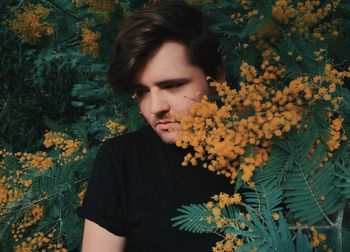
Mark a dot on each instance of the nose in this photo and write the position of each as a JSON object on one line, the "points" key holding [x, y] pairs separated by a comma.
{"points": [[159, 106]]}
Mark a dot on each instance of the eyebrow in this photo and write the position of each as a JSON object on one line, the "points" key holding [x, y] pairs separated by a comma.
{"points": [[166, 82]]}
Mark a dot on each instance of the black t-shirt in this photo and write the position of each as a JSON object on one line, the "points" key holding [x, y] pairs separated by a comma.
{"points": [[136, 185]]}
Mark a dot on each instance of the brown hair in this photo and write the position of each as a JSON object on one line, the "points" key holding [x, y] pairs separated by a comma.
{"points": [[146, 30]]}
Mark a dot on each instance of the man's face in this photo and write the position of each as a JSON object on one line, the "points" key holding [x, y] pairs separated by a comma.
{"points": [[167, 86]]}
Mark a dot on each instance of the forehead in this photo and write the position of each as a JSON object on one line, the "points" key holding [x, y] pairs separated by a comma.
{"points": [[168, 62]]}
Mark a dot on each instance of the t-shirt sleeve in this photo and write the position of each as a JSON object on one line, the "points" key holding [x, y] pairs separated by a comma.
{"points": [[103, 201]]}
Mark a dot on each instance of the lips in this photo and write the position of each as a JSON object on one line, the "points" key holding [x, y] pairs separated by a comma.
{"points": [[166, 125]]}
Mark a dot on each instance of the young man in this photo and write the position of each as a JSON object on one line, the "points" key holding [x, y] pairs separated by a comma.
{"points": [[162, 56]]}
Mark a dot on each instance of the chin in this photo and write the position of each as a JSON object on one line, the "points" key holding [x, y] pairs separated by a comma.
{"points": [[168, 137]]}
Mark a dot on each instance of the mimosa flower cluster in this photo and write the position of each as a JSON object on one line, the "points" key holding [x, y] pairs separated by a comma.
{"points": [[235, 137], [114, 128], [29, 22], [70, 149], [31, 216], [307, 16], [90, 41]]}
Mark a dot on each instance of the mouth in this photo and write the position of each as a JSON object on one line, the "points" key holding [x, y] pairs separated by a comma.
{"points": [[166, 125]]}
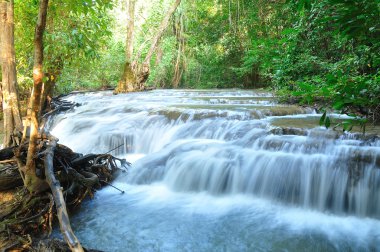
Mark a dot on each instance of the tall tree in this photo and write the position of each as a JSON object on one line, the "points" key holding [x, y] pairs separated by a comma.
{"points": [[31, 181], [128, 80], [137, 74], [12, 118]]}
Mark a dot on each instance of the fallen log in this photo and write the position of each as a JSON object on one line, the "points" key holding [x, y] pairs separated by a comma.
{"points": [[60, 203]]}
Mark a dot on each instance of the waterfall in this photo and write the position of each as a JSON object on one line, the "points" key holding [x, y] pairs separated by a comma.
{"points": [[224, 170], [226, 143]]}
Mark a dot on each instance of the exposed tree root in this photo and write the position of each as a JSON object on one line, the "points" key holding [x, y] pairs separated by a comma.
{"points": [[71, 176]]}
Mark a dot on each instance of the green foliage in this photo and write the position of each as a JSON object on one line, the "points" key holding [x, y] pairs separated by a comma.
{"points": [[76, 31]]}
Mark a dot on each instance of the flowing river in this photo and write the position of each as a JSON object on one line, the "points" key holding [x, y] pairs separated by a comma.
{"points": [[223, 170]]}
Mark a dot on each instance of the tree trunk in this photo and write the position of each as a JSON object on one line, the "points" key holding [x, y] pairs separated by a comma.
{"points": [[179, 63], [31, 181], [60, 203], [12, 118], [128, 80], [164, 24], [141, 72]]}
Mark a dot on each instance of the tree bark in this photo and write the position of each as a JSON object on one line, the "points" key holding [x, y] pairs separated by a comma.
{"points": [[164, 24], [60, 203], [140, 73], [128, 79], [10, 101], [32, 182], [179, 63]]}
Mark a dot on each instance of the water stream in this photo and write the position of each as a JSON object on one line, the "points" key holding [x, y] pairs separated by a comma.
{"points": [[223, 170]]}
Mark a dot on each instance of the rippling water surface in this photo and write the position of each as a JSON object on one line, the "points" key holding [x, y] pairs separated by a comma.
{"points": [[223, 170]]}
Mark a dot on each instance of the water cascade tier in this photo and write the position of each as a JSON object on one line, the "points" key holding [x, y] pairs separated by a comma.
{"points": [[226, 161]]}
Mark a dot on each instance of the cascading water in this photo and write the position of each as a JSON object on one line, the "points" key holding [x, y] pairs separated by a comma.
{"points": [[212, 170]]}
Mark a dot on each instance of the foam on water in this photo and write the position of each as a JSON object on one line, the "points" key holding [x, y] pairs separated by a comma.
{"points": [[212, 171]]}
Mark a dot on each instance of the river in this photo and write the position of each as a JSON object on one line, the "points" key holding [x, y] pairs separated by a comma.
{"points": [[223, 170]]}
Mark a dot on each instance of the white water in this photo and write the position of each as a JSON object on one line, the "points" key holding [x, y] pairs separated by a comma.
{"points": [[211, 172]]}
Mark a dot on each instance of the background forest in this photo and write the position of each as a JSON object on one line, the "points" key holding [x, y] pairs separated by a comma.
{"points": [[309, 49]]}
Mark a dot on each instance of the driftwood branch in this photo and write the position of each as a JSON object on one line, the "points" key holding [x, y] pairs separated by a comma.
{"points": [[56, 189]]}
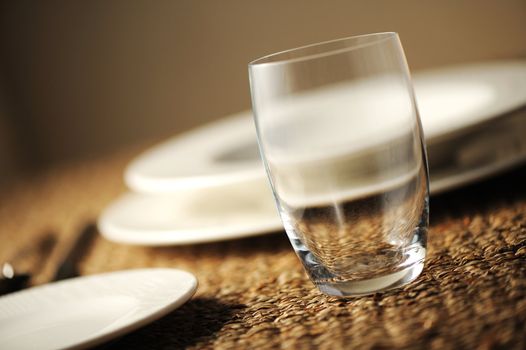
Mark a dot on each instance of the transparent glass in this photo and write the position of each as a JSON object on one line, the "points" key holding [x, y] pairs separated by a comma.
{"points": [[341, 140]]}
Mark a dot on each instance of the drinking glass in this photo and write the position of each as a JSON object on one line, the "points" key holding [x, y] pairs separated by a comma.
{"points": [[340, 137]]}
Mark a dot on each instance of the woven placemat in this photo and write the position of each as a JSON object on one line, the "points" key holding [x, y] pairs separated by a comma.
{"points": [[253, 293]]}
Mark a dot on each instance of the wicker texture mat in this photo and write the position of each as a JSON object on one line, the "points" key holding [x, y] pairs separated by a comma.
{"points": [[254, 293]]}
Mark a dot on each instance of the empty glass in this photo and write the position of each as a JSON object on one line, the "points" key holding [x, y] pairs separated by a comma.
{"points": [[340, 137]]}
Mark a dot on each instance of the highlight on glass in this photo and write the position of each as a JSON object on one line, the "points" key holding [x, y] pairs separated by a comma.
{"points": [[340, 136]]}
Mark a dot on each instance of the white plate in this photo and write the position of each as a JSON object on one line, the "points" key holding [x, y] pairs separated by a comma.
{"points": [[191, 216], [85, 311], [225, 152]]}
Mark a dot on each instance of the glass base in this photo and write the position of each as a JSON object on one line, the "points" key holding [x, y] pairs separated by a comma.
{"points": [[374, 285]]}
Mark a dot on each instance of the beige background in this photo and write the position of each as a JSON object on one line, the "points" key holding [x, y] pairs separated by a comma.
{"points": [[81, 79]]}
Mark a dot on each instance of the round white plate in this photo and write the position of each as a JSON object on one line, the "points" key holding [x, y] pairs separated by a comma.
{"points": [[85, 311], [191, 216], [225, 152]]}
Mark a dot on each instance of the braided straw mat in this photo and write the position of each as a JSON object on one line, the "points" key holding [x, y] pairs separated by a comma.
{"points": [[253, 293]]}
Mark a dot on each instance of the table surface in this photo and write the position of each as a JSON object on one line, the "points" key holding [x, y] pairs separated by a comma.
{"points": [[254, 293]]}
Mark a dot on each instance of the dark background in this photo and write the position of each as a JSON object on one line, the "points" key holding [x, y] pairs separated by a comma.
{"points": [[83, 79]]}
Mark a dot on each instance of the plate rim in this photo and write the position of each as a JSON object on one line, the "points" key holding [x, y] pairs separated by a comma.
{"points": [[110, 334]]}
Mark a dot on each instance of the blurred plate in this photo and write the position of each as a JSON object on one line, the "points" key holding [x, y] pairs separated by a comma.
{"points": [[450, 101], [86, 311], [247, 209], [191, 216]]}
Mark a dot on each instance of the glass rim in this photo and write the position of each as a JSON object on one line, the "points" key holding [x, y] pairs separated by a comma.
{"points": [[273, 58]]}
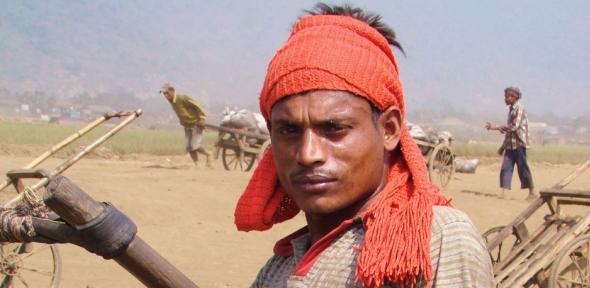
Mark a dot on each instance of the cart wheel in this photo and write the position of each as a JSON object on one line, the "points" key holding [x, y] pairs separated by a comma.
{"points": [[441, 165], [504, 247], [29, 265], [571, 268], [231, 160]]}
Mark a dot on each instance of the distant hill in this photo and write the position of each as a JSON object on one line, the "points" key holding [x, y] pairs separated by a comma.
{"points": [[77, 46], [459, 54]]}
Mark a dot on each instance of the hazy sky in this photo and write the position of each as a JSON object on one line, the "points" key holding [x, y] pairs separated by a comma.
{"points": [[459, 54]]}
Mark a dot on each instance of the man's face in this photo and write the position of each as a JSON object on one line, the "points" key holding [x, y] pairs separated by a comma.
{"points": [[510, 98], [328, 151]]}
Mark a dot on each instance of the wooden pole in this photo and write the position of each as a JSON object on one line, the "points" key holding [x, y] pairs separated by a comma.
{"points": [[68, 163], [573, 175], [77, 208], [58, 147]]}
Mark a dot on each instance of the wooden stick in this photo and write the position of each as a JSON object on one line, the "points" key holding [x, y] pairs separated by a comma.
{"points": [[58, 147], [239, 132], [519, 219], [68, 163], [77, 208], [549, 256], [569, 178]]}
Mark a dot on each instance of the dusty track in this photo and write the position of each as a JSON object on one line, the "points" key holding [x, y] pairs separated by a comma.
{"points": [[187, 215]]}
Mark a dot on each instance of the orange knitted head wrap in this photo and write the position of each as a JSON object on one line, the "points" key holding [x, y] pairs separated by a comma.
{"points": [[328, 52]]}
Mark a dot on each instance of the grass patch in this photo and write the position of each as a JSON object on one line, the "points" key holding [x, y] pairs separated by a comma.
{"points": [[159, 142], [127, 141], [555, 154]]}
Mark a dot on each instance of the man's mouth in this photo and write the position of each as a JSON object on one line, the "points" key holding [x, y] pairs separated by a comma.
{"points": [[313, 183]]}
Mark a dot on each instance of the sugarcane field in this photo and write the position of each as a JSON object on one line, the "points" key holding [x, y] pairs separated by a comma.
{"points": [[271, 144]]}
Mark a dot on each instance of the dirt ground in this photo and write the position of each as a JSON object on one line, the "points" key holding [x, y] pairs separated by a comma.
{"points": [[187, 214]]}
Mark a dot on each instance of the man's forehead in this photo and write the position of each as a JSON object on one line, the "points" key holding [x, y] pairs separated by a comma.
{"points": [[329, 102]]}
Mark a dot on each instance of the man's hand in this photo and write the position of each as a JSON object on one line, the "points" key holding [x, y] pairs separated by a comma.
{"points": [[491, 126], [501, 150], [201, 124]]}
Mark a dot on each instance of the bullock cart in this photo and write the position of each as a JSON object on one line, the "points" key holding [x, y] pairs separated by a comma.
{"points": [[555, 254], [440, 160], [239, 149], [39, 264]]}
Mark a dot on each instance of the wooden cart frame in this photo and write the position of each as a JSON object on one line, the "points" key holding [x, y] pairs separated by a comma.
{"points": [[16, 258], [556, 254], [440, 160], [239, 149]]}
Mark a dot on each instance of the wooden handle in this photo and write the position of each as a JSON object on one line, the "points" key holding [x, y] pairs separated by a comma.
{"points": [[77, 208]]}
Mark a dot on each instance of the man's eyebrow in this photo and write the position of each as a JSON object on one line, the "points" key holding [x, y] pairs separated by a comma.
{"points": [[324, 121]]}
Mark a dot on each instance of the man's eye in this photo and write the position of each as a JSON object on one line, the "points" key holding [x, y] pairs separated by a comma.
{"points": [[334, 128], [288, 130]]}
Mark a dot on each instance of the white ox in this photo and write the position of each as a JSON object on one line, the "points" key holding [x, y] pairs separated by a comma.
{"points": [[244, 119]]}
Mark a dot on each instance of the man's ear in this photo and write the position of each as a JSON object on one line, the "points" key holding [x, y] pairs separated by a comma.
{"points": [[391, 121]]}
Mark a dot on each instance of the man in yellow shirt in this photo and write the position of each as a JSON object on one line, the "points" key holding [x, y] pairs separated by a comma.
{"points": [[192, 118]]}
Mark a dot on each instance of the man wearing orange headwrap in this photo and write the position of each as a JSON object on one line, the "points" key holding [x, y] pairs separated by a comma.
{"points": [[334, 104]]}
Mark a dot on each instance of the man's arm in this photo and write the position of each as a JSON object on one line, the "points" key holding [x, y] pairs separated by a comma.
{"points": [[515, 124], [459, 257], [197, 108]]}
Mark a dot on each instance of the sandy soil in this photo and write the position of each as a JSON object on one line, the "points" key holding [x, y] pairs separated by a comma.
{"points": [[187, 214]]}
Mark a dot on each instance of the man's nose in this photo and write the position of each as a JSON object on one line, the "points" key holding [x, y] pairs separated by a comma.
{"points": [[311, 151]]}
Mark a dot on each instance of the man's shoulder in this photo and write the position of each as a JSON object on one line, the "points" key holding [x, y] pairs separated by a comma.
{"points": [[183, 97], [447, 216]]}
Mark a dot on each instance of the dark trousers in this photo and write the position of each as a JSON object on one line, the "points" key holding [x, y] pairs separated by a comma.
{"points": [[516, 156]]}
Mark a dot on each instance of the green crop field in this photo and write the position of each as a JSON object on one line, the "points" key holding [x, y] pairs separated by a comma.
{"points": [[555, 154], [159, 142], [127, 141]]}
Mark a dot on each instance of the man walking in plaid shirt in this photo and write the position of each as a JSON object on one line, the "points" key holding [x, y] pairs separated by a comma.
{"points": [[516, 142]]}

** Given problem **
Reproduce, exactly and with nothing added, the lines from the one that includes "Mark a dot on each instance of the man's arm" through the last line of the material.

** Finished exercise **
Mark a dot on each instance of the man's arm in this photo and write the position of each as a JSON object on one line, the "points" key holding [x, y] pairs separated by a comma.
{"points": [[515, 124], [459, 257], [197, 108]]}
Mark a dot on each instance of the sandy soil in this photo and write the position of each as a JSON object on one line, the "points" key holding [x, y] pairs separated by a comma.
{"points": [[187, 214]]}
Mark a dot on each instance of the man's nose in this photo and write the position of each as a JSON object on one line, the "points" key holding [x, y] pairs separated by a comma.
{"points": [[311, 151]]}
Mark a dot on each instance of the man's shoulder in this photo and write the position of each as a JSON object on one line, the "points" key holding [x, y] pairs separated by a comma.
{"points": [[183, 97], [447, 216]]}
Mark a dot on each instance of the dark trousers in this photo and write the position of each as a JSON object on one line, the "points" key holding [x, y] pairs separated by a comma.
{"points": [[516, 156]]}
Mark a dot on each instance of the green crop field in this photo and write the position of each as a JSON object on one line, the "points" key holding [x, y] pairs separated by a comma.
{"points": [[555, 154], [159, 142], [127, 141]]}
Mark a dot on each instance of the man walking in plaid shirt in this photo and write the position of each as a JSON object on one line, the "points" key holding [x, y] pairs separated by a comma.
{"points": [[516, 142]]}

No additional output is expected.